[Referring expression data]
....
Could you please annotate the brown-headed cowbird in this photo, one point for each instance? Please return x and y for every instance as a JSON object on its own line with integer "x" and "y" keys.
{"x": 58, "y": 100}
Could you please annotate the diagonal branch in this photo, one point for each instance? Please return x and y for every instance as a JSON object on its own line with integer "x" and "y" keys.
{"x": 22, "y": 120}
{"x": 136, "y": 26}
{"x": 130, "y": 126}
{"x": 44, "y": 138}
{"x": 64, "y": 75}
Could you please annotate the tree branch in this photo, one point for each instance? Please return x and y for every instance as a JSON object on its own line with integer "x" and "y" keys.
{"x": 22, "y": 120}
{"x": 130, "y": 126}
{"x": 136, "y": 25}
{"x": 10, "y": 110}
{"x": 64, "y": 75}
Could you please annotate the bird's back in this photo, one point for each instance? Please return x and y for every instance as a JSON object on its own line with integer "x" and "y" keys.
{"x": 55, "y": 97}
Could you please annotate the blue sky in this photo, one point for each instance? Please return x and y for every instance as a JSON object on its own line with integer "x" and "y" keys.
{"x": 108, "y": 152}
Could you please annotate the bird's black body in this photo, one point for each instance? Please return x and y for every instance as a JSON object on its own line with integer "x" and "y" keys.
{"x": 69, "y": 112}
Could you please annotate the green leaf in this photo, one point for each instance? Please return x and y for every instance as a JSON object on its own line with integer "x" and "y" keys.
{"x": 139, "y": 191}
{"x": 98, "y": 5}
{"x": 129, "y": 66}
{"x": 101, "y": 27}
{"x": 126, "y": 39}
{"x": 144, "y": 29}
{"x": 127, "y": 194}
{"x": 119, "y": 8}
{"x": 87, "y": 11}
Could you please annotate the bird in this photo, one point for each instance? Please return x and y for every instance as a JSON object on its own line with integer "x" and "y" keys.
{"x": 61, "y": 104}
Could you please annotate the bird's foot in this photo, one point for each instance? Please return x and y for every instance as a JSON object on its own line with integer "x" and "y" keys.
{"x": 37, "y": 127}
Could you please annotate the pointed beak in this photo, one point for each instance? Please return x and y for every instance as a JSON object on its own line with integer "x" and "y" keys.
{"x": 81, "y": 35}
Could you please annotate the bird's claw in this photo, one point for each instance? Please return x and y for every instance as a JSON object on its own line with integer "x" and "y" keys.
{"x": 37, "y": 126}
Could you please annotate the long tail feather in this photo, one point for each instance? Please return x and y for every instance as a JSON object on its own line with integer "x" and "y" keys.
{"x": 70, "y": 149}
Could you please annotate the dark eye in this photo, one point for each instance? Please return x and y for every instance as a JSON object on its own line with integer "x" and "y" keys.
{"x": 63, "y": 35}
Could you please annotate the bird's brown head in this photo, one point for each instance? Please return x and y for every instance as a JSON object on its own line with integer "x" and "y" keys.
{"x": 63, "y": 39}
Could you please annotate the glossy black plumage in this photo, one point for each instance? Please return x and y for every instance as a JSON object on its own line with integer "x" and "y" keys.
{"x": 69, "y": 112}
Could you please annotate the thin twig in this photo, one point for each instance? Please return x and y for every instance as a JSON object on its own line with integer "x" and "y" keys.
....
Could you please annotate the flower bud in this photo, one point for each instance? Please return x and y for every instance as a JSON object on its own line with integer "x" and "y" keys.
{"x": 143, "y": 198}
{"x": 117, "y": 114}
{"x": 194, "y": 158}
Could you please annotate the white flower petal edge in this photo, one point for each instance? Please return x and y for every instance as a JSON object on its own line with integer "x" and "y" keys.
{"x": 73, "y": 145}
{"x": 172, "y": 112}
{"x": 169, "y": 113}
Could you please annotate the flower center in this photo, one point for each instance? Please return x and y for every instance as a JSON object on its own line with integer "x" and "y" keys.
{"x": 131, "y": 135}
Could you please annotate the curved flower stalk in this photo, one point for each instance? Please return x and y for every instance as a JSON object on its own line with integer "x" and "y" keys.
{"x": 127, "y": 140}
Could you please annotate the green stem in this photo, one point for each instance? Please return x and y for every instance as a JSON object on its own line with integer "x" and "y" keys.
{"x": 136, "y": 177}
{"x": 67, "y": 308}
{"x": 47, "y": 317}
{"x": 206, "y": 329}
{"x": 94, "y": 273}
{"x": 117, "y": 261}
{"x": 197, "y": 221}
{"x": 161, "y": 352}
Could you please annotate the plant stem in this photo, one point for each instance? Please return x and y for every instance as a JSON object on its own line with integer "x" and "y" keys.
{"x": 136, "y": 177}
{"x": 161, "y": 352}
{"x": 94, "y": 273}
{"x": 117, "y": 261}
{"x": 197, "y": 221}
....
▶ _REQUIREMENT_:
Return exactly the lines above from the line that has "Could you please annotate the dark" through the line that has "Could you please annotate the thin", inclusive, and nothing else.

▶ _WORKED SOLUTION_:
Could you please annotate the dark eye in this photo, one point for each instance? Please return x and y for every instance as a JSON object on its own line with integer "x" and "y" keys.
{"x": 63, "y": 35}
Could you please annotate the bird's brown head in this photo, one point for each instance? Please return x and y for every instance as a JSON object on its own line with integer "x" and "y" keys.
{"x": 63, "y": 39}
Could you please annotate the glossy black plumage in this photo, one point for each instance? Please return x and y for every instance as a JSON object on its own line with integer "x" and "y" keys.
{"x": 69, "y": 112}
Could you please annotate the thin twig in this photo, one point for each instance? Please return x and y for every instance as a JSON object on its own line with integer "x" and "y" keys.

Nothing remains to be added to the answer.